▶ Task description
Reproduce the data below in full, substituting "nonzero" for each occurrence of "evenodd" and leaving everything else unchanged.
* * * * *
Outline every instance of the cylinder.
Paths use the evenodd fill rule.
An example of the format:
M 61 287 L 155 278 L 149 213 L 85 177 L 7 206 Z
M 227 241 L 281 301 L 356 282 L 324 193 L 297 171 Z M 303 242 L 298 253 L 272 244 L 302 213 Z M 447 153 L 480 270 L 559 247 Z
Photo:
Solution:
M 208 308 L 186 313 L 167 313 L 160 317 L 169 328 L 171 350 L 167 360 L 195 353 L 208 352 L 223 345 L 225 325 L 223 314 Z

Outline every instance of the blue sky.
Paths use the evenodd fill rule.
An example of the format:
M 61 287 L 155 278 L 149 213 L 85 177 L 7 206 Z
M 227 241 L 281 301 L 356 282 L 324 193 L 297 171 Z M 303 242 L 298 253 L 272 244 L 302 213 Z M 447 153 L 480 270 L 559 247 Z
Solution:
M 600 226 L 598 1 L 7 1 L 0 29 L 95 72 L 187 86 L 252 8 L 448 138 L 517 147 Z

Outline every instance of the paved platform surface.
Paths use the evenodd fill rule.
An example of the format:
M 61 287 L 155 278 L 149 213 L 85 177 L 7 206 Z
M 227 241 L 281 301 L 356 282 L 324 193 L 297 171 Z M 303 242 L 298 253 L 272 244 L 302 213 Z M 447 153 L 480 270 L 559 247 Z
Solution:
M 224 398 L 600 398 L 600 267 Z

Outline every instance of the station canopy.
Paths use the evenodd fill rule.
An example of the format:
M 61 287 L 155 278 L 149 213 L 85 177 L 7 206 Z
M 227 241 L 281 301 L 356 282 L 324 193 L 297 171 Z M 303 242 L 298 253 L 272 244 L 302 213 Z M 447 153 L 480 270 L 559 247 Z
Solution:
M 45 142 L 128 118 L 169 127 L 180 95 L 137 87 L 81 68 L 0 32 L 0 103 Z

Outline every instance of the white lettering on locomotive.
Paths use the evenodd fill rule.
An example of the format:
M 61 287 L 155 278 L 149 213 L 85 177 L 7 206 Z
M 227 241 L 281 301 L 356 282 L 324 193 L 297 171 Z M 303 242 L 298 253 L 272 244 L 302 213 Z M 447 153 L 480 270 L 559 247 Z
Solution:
* * * * *
▶ Response below
Outline every instance of the cylinder.
Paths use the nonzero fill rule.
An example of the format:
M 61 287 L 155 278 L 149 213 L 85 177 L 7 206 Z
M 227 241 L 281 301 L 356 282 L 324 193 L 297 171 Z M 303 242 L 298 253 L 272 244 L 302 213 Z M 447 153 L 480 270 L 559 247 Z
Photo:
Solution:
M 208 308 L 186 313 L 167 313 L 160 317 L 169 328 L 171 350 L 167 360 L 195 353 L 208 352 L 223 345 L 225 325 L 223 314 Z

Outline every instance of the blue sky.
Paths use the nonzero fill rule.
An example of the format:
M 61 287 L 155 278 L 149 213 L 85 177 L 7 206 Z
M 227 241 L 281 301 L 356 282 L 324 193 L 297 171 Z M 303 242 L 298 253 L 272 244 L 302 213 Z M 447 153 L 480 270 L 559 247 Z
Solution:
M 600 226 L 598 1 L 7 1 L 0 29 L 95 72 L 187 86 L 252 8 L 448 138 L 517 147 Z

Outline every instance of the paved platform surface.
Paths use the nonzero fill rule.
An example of the format:
M 61 287 L 155 278 L 149 213 L 85 177 L 7 206 Z
M 227 241 L 281 301 L 356 282 L 324 193 L 297 171 Z M 303 242 L 298 253 L 272 244 L 302 213 Z M 447 153 L 480 270 L 559 247 Z
Solution:
M 224 398 L 600 398 L 600 267 Z

Outline every instance of the station canopy.
Paths use the nonzero fill rule.
An example of the format:
M 61 287 L 155 278 L 149 213 L 85 177 L 7 206 Z
M 227 241 L 281 301 L 356 282 L 324 193 L 297 171 Z M 303 242 L 298 253 L 272 244 L 302 213 Z M 447 153 L 480 270 L 559 247 Z
Solution:
M 45 142 L 128 118 L 169 127 L 180 95 L 137 87 L 81 68 L 0 32 L 0 103 Z

Outline every instance of the white lettering on locomotive.
Paths use the nonzero fill rule.
An example of the format:
M 61 287 L 155 278 L 149 213 L 85 177 L 7 206 Z
M 227 241 L 281 301 L 356 282 L 324 193 L 297 171 Z M 303 242 L 298 253 L 272 244 L 302 213 Z M 447 153 L 480 270 L 559 247 Z
Solution:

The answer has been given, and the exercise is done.